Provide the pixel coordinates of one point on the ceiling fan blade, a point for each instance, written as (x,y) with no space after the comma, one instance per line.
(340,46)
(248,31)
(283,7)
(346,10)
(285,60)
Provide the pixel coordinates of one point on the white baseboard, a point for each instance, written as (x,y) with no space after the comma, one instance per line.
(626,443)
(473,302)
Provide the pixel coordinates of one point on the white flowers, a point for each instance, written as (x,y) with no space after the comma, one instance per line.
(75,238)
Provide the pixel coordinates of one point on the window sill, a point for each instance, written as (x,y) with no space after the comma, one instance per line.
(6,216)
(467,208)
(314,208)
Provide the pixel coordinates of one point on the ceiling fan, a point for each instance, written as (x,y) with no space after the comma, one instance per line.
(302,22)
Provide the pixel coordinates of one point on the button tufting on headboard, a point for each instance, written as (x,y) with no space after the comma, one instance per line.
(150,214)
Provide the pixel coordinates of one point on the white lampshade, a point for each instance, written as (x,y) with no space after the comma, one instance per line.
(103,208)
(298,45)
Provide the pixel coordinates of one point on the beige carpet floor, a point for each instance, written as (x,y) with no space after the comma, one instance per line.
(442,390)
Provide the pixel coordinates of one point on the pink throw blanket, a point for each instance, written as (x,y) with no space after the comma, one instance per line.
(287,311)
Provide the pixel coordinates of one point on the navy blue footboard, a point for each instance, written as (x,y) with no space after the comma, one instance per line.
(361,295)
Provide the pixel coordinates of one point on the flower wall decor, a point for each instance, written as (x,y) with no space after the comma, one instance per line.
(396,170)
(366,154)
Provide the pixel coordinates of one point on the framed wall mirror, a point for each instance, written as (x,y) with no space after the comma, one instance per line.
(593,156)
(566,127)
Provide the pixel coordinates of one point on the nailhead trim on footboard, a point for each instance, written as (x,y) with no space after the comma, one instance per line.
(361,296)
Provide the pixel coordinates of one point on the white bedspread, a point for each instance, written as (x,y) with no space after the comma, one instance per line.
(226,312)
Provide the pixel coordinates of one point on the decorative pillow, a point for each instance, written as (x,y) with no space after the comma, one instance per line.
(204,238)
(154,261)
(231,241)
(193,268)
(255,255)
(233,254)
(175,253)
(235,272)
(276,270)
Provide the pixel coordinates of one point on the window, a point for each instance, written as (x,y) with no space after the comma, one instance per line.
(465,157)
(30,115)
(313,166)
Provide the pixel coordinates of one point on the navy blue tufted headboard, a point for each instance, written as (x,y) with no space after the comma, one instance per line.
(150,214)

○ ○ ○ ○

#### Given instruction:
Put every line of the rows above into a JSON list of strings, one string per line, and leave out any blank lines.

#### Response to the task:
[
  "Provide the pixel coordinates of one point on the ceiling fan blade, a point for each instance, written as (x,y) with no space after the comma, one instance per line.",
  "(340,46)",
  "(248,31)",
  "(283,7)",
  "(346,10)",
  "(285,60)",
  "Provide the pixel coordinates of one point on the white baseboard, a point for each instance, written as (x,y) with no space after the comma, one instance per line.",
  "(626,443)",
  "(473,302)",
  "Provide the pixel coordinates of one point on the white flowers, a point for each instance, written as (x,y) with no space after the comma, one instance per line.",
  "(75,238)",
  "Provide the pixel coordinates of one point on the window sill, a point for each instance, written as (x,y) with no space after the comma, one instance per line.",
  "(6,216)",
  "(467,208)",
  "(314,208)",
  "Provide the pixel coordinates of one point on the ceiling fan, a point for each instance, written as (x,y) with no space after the comma, one instance per line.",
  "(302,22)",
  "Provide the pixel coordinates of one point on the button tufting on headboard, a point for each instance, written as (x,y) with no space after the comma, one instance per line.",
  "(150,214)",
  "Provide the pixel coordinates of one point on the white lampshade, a point for each instance, written as (x,y) with no space after the comma, one instance per line.",
  "(103,208)",
  "(298,45)",
  "Provide the pixel coordinates of one point on the beige carpet floor, a point for each instance, written as (x,y) with no space after the comma, one instance per line.",
  "(442,390)",
  "Provide the pixel coordinates of one point on the pink throw blanket, a point for each instance, written as (x,y) with no space after the comma, one instance per line.",
  "(287,311)",
  "Provide the pixel coordinates of one point on the navy blue footboard, a point for each instance, written as (x,y) with no space after the comma, one instance per line.",
  "(361,295)",
  "Provide the pixel coordinates of one point on the flower wall decor, a point for each instance, written as (x,y) with no space after the comma, one instance per line.",
  "(396,170)",
  "(366,154)",
  "Provide the pixel coordinates of one point on the framed wall mirror, a point for each instance, written as (x,y) with no space after the comma, one instance per line.",
  "(593,156)",
  "(566,127)",
  "Provide the pixel coordinates of one point on the nailhead trim on footboard, a point for each instance, written as (x,y) with no space after the comma, one instance per line.",
  "(361,296)",
  "Provide the pixel coordinates of one point on the white bedspread, a point for each instance, written as (x,y) with no space after the comma, one instance per line.",
  "(226,312)",
  "Provide the pixel coordinates of one point on the decorative pillow, a point for each instance, written as (x,y) with no space after the comma, one instance per line.",
  "(204,238)",
  "(154,261)",
  "(231,241)",
  "(193,268)",
  "(255,255)",
  "(233,254)",
  "(175,253)",
  "(235,272)",
  "(276,270)",
  "Provide the pixel coordinates of one point on the window, a point for each instance, written as (x,y) with no space after the comma, one instance per line.",
  "(465,157)",
  "(30,115)",
  "(313,166)",
  "Provide the pixel coordinates of one point on the navy blue tufted headboard, a point for each instance, written as (x,y) with no space after the comma, one instance per line.",
  "(150,214)"
]